- **Consigne**: Recopiez mot pour mot, en entier, l'extrait consacré à l'opéra Fiesta.
+++ Extrait à lire
En 1957, répondant lui-même à une commande de Hermann Scherchen pour le Festival de théâtre musical de Berlin, Darius Milhaud commande à Boris Vian un ouvrage lyrique court. Le romancier adapte alors un argument de ballet en livret d’opéra-minute : Fiesta, créé à Berlin en octobre 1958 (Berliner Festwochen) en même temps que trois autres opéras de chambre. La création française n’aura lieu que le 7 avril 1972 à l’Opéra de Nice, pour les 80 ans de Darius Milhaud. Sur un sujet sud-américain, Vian a écrit un texte en vers, très répétitif, sans doute parodique. « Ce n’est pas un très grand succès, mais c’est sa deuxième incursion dans le genre et c’est encore une expérience heureuse : une forme écriture contrainte qui lui permet d’être davantage reconnu qu’avec ses œuvres plus personnelles ».
++++++
+++ Liste des entrées
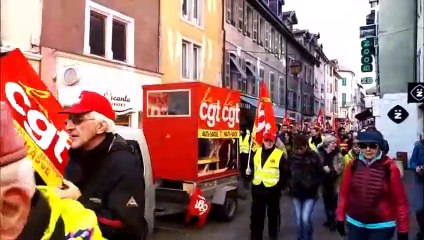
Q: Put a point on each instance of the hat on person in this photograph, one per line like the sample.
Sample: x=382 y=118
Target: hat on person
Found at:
x=92 y=102
x=371 y=136
x=12 y=147
x=269 y=136
x=327 y=139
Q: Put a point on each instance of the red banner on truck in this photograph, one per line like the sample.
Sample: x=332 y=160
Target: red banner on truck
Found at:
x=219 y=113
x=35 y=113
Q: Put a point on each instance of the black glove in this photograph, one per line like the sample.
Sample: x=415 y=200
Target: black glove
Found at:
x=402 y=236
x=340 y=226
++++++
- **Réponse**:
En 1957, répondant lui-même à une commande de Hermann Scherchen pour le Festival de théâtre musical de Berlin, Darius Milhaud commande à Boris Vian un ouvrage lyrique court. Le romancier adapte alors un argument de ballet en livret d’opéra-minute : Fiesta, créé à Berlin en octobre 1958 (Berliner Festwochen) en même temps que trois autres opéras de chambre. La création française n’aura lieu que le 7 avril 1972 à l’Opéra de Nice, pour les 80 ans de Darius Milhaud. Sur un sujet sud-américain, Vian a écrit un texte en vers, très répétitif, sans doute parodique. « Ce n’est pas un très grand succès, mais c’est sa deuxième incursion dans le genre et c’est encore une expérience heureuse : une forme écriture contrainte qui lui permet d’être davantage reconnu qu’avec ses œuvres plus personnelles ».